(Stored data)
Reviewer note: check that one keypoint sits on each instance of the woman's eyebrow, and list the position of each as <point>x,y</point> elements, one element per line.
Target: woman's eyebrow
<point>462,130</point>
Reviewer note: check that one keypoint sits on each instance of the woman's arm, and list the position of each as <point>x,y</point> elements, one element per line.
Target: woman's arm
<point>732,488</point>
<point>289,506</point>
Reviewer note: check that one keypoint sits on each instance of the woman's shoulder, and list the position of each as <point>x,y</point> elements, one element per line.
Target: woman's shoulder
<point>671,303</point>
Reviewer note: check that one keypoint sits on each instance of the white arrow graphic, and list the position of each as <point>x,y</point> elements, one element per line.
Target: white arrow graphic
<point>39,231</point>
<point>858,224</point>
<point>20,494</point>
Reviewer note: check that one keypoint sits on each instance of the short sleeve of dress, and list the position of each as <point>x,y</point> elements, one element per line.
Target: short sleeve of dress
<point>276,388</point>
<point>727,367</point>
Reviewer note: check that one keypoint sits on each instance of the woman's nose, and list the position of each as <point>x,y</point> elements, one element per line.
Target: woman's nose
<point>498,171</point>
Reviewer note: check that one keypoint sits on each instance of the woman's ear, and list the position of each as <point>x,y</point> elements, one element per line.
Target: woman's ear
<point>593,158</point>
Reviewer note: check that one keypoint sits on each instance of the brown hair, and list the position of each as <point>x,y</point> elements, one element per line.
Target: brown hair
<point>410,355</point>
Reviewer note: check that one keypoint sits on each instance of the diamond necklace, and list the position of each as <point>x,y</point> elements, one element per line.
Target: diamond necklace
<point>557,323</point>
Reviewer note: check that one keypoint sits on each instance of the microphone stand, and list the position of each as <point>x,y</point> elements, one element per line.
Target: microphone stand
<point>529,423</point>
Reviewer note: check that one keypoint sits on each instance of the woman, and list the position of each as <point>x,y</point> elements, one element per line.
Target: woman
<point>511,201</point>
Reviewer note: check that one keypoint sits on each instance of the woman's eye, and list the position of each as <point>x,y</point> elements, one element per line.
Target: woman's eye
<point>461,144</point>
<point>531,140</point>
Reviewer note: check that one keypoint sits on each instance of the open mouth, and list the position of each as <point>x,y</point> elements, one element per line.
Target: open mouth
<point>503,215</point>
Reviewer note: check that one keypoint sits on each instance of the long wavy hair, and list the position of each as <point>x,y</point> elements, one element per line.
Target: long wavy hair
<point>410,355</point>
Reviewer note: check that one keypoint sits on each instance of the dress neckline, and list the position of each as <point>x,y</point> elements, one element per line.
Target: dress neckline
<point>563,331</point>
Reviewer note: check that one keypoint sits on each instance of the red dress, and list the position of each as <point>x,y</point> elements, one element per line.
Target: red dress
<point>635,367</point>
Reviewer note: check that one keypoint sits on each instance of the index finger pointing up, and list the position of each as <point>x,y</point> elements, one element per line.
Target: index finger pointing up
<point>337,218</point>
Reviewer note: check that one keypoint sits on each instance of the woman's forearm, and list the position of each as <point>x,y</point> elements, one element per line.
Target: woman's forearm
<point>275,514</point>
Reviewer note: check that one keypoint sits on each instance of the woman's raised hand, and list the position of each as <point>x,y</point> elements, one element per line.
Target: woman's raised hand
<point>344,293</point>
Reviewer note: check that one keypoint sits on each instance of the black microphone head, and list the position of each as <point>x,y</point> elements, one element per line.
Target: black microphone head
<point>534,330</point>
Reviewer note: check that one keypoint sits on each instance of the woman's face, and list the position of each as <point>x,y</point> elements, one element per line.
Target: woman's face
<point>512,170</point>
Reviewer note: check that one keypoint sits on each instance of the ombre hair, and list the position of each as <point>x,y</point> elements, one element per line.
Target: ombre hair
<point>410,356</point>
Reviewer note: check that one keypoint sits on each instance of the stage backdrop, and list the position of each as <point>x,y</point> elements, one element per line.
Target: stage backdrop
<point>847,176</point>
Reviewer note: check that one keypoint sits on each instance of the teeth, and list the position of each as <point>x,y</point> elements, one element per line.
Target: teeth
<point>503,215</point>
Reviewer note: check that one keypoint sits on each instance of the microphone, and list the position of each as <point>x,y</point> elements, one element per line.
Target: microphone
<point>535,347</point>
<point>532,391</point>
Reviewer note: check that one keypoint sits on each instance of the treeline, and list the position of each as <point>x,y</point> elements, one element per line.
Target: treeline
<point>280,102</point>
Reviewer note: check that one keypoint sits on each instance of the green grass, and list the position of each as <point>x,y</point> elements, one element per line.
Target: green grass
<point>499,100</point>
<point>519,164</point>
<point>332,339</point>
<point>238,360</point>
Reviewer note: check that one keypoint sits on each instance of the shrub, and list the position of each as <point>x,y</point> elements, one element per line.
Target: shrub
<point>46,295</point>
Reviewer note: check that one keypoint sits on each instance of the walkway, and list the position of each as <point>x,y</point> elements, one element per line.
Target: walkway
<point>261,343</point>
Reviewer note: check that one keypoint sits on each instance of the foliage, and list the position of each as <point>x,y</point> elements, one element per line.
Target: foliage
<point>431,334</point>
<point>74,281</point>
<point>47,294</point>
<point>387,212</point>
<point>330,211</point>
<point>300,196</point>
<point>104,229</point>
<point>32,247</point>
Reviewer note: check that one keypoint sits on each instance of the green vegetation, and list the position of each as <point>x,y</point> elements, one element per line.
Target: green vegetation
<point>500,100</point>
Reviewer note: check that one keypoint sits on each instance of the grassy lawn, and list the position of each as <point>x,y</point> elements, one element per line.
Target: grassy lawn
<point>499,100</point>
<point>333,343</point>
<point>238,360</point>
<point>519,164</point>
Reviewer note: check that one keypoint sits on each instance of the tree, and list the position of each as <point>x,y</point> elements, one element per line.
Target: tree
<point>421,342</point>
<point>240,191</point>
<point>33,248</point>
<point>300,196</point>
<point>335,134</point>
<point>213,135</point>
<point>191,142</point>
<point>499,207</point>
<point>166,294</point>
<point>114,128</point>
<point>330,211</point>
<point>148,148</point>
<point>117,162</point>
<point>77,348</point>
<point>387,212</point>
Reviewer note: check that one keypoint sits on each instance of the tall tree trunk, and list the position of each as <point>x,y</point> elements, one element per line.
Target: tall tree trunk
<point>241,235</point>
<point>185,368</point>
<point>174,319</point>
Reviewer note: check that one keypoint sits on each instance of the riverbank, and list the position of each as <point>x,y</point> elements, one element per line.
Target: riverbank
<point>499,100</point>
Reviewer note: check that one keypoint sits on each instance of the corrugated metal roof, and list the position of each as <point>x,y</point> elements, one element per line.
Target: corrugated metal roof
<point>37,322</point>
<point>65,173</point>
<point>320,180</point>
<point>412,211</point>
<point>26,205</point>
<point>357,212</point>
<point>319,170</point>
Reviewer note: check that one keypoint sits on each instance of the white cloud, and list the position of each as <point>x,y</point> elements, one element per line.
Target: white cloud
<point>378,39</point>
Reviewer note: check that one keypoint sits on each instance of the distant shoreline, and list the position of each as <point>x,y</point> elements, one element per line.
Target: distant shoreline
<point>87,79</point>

§ **Task objective**:
Above are the entries. Quote exactly the lines from the one bearing "Target: treeline" through the one bearing "the tree, and".

§ **Solution**:
Target: treeline
<point>280,102</point>
Reviewer note: check that one keypoint sits on each instance of the green grass, and list the position of each as <point>x,y</point> elements, one element per line.
Target: green grass
<point>499,100</point>
<point>519,164</point>
<point>332,339</point>
<point>238,360</point>
Reviewer note: check that one keypoint sits on each instance of the shrub, and list the position of each as <point>x,y</point> elements, one element per line.
Target: shrub
<point>46,295</point>
Reviewer note: check that one keypoint sits on each instance of the walkway, and list the position of each as <point>x,y</point> elements, one element per line.
Target: walkway
<point>261,343</point>
Reviewer note: check that one keypoint sits on each instance of the foliage, and list the position of each as <point>x,y</point> elements, one element per line.
Target: foliage
<point>431,334</point>
<point>74,281</point>
<point>47,294</point>
<point>387,212</point>
<point>330,211</point>
<point>300,196</point>
<point>104,229</point>
<point>32,247</point>
Reviewer note: check that one keypoint sits on each instance of the green vegetation, and list the position of each as <point>x,y</point> elements, one element per line.
Target: green vegetation
<point>500,100</point>
Reviewer note: check that one keypoint sits on each instance of the grassy lawn, and list the position of each as <point>x,y</point> elements, one element per line.
Target: grassy lawn
<point>499,100</point>
<point>333,343</point>
<point>238,360</point>
<point>519,164</point>
Reviewer note: check that one keypoint sits on each instance of the tree, and list the position of each as <point>x,y</point> elements, one element per line.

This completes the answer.